* Task instructions:
- A) Reproduce the Holmes Creek thread word for word, starting with "A report from" and going on through "shellcrackers on Friday.".
- B) In the Holmes Creek thread, rewrite the paragraph beginning "A report from Cowford area" in fewer words, keeping its main facts.
- C) List every kind of fish named in the Holmes Creek thread.

* Selected text:

▼

# Holmes Creek - Washington Creek



## FishWalton (Jul 22, 2010)

Friend Joe and I made a 'first trip' to Holmes Creek. Haven't fished it since I was very young with my granddad. We went out of Shell Landing at end of hwy 284A. It's a beautiful creek with plenty of water even at low water, like now. The lower creek from near Vernon downstream is fed by springs just up from Vernon a few miles. This makes for very clear water that become more stained as it moves downstream. Still, it's quiet clear in the hwy 284 (Millers Ferry Rd) area.
We didn't do well at all but did see a huge catch of shellcrackers that were caught bank fishing out into deep water with live worms. 
Fishing reports in Walton County have been rather slow but it the last few days I'm hearing things are picking up. We sure could use 2 or 3 feet of water in the river and then it should be excellent. 

A report from Cowford area last Sunday mornng had two friends limit out on bream and two other guys with them in another boat almost got a limit. Most of the catch was small and average in weight. A good number were stumpknockers caught in one spot. That's much better than what I have been doing and that's for sure!!!

Headed back to Holmes Creek on Friday if all goes well. Yesterday we had two flats on the boat trailer. That's a story by itself......... Hope I can find a deep hole with a bunch of shellcrackers on Friday. 

I'm just getting into fishing Washington County and have learned they really promote all the fishing available there. Made a recon trip over there and found all sorts of ramps and places to go. They have over 40 boat ramps listed on a map from the Tourist Development Council and there are many more not listed. The 'sand hills' country has dozens of lakes of which many can be accessed by the public.


----------



## FishWalton (Jul 22, 2010)

Title of this thread should read Holmes Creek - Washington County. Can't figure out how to edit the title.....


----------

▲

* Given data:
▼

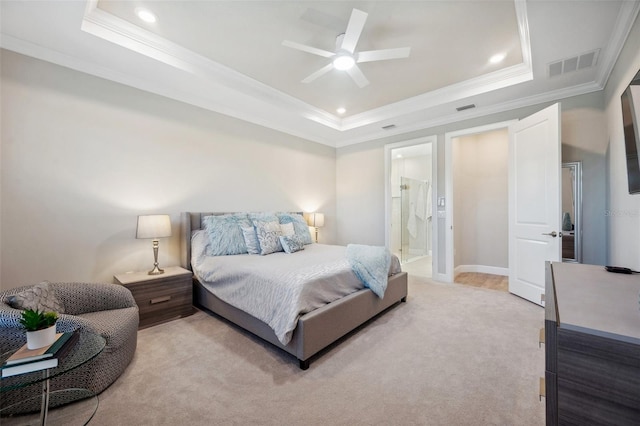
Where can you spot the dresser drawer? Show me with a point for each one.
(161, 299)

▲

* Response list:
- A)
A report from Cowford area last Sunday mornng had two friends limit out on bream and two other guys with them in another boat almost got a limit. Most of the catch was small and average in weight. A good number were stumpknockers caught in one spot. That's much better than what I have been doing and that's for sure!!!

Headed back to Holmes Creek on Friday if all goes well. Yesterday we had two flats on the boat trailer. That's a story by itself......... Hope I can find a deep hole with a bunch of shellcrackers on Friday.

- B) Last Sunday morning near Cowford, two friends caught a limit of bream, and two other men in another boat nearly did too. Most of the fish were small and of average weight, and a good number were stumpknockers caught in one spot. The poster says that is much better than their own results.

- C)
- shellcrackers
- bream
- stumpknockers